Selected text
Railroads must find safest routes for toxic cargo
(The following story by Scott Streater appeared on the Fort Worth Star-Telegram website on July 7.)
FORT WORTH, Texas — Railroad companies are beginning a months-long process to determine the safest routes for transporting hazardous rail shipments as part of a new federal law that could have a big impact in Dallas-Fort Worth.
Studies show that the region receives more rail shipments of toxic chlorine gas than anywhere else in the country. Chlorine gas released into the air can travel close to the ground for miles at concentrations that can cause permanent lung damage and death.
Millions of people could be seriously injured by chlorine leaking from a rail car or storage tank, according to federal records. A Star-Telegram review of federal Risk Management Plans last year showed that chlorine — whether stored on-site or shipped by rail car or tanker truck — is by far the biggest toxic threat in the region, placing more than 1 million people in Tarrant County at risk each day.
The railroad industry does not have to begin using the safest routes until Sept. 1, 2009, said Steve Kulm, a Federal Railroad Administration spokesman.
Fred Millar, a consultant with environmental group Friends of the Earth, said, "I’m extremely negative against this new rule." He notes that the new law allows the railroad industry to determine the safest routes with little oversight and that it supersedes state and local hazardous rail-routing laws.
"Not a single city in this country will be better-protected as a result of this regulation," he said.

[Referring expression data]
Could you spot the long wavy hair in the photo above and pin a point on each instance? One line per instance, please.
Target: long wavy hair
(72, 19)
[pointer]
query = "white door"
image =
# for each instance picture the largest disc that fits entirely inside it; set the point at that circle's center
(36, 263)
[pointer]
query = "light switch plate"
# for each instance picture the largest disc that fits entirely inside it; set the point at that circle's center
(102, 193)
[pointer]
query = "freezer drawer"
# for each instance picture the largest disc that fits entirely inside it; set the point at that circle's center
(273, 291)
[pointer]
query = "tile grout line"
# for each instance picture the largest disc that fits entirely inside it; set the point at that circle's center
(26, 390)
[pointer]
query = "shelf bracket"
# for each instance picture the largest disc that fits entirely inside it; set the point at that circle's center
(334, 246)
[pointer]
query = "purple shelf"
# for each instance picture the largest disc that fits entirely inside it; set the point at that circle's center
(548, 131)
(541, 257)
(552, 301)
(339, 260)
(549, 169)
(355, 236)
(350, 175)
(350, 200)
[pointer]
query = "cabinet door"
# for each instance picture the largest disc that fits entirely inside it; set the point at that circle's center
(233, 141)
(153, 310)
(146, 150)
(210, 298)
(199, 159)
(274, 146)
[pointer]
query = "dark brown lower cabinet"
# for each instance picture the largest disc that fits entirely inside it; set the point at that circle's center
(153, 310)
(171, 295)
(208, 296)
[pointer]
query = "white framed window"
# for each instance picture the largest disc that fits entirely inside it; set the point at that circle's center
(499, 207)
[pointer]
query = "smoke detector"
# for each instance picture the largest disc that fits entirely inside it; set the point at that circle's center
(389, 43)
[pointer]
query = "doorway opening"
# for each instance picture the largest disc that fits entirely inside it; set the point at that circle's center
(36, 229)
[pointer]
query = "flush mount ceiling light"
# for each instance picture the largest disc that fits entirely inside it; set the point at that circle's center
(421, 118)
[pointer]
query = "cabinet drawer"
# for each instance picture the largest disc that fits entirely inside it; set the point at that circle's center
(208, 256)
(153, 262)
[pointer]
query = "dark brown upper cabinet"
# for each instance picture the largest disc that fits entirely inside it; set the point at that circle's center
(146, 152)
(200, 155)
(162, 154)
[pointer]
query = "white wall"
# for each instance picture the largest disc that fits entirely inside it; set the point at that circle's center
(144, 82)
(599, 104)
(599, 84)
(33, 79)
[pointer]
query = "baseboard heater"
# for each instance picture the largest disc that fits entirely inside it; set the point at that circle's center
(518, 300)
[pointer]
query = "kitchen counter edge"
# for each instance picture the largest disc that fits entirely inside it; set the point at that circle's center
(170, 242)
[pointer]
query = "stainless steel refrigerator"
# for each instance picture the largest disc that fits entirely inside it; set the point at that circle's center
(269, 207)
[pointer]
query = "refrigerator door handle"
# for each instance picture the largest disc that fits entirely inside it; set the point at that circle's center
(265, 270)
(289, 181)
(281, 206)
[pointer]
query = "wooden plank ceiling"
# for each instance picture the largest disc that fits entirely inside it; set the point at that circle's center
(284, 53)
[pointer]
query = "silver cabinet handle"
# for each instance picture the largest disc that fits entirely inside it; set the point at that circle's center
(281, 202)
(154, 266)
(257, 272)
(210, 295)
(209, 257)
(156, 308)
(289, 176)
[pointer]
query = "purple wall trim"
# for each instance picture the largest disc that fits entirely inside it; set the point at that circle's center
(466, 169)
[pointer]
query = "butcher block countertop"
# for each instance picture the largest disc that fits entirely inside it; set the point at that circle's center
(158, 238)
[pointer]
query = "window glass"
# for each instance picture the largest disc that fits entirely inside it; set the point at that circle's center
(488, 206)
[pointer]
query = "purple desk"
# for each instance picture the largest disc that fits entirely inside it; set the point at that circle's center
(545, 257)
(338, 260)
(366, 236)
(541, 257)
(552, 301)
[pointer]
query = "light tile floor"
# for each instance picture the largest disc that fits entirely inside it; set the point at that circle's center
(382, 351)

Work order 1
According to the article on hazardous rail routes, why does Fred Millar oppose the new rule? Answer in one to three sentences.
Work order 2
Carry on the article about toxic rail cargo after its final sentence.

Reply 1
He objects because the new law lets the railroad industry determine the safest routes with little oversight. It also supersedes state and local hazardous rail-routing laws.

Reply 2
The hazardous-rail-cargo law enacted last year was part of a broad Homeland Security bill that requires the U.S. Transportation Department to work with railroads and local leaders nationwide to find the safest routes for hazardous rail cargo and reroute it through less-populated areas if possible. About 100 plants nationwide store enough chlorine or other chemicals to harm at least 100,000 people, according to federal records. Texas has 23, the most in the nation.
A target for terrorists?
Federal officials are increasingly concerned about chlorine tanks being terrorist targets. A Homeland Security Council report in 2006 concluded that blowing up a chlorine gas tank in a highly populated area could kill 17,500 people and hospitalize as many as 1 million.
What rail carriers say
The Association of American Railroads, an industry trade group, did not oppose the rail car stipulation but said that instead of finding alternative routes, the federal government should require water and wastewater utilities to find alternatives to disinfecting with chlorine.
"The ultimate solution lies in the development and use of safer chemicals where possible," said Tom White, a railroad group spokesman.